* Reading text:
How to Decide: A Practical Framework

Choosing between upskilling and reskilling isn’t a coin toss,  it’s about matching training to business reality. Here are six guiding questions every leader should ask:

1. Is The Disruption Incremental Or Structural?

  • Gradual tweaks → upskill. New software rollouts, compliance updates, or workflow shifts? A short course or tool training usually does the trick.
  • Radical shifts → reskill. If automation is about to replace an entire process, teaching staff a new spreadsheet shortcut won’t cut it. They’ll need whole new roles.

2. What skills will you need in 2–5 years?

  • Run a skills-gap analysis: What roles will grow (data analysts, compliance officers), and which will shrink (manual clerks)? Soft skills would always be in demand.
  • Balance short-term fixes with long-term planning.

3. What’s your time and cost horizon?

  • Upskilling = quicker, cheaper wins. Micro-learning, workshops, certifications.
  • Reskilling = longer, pricier but future-proof. More like an investment than an expense.

SMEs often lean on HRD Corp levy schemes for upskilling, while larger firms absorb the heavier reskilling costs.

4. Are Employees Ready For Change?

Dataset items
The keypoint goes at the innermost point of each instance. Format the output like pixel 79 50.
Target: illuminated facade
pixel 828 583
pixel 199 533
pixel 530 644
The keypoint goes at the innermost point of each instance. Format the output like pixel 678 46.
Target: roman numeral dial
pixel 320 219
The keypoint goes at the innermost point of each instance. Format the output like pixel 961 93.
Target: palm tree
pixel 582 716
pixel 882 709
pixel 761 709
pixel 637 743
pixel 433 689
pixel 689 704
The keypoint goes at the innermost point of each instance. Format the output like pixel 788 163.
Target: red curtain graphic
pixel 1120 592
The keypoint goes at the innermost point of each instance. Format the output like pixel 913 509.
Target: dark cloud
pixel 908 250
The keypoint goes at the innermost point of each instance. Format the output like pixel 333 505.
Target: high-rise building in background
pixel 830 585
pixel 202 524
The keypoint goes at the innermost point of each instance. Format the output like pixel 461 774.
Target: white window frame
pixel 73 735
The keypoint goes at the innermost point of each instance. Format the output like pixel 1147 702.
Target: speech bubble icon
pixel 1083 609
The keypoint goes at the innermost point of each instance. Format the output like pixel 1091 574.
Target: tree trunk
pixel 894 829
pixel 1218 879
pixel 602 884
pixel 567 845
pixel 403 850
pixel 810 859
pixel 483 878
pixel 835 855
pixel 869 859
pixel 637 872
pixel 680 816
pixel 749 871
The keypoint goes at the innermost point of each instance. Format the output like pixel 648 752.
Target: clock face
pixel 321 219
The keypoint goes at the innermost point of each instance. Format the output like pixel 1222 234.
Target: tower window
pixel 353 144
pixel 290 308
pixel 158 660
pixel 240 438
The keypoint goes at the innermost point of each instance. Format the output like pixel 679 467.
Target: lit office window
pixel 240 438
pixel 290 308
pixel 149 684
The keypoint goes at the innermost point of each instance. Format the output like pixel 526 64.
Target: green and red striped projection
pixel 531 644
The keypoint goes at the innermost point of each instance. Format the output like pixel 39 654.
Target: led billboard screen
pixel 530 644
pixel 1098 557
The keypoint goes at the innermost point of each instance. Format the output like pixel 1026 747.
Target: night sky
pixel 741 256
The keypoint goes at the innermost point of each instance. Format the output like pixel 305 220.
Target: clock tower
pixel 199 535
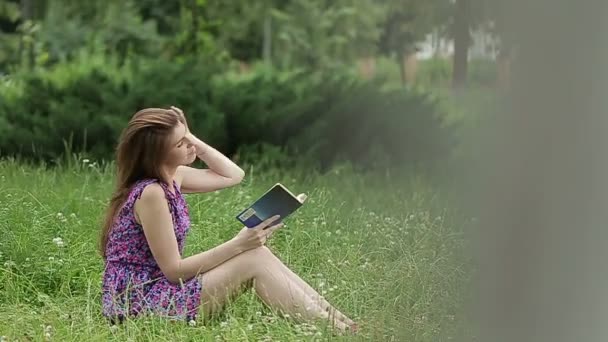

* Written problem:
Summarize the upskilling-versus-reskilling framework above in exactly two sentences.

* The reply:
Choosing between upskilling and reskilling means matching training to business reality, and leaders should first ask whether a disruption is incremental, which calls for upskilling, or structural, which calls for reskilling. They should also run a skills-gap analysis of the skills they will need in two to five years and weigh their time and cost horizon, since upskilling brings quicker, cheaper wins while reskilling is longer and pricier but future-proof.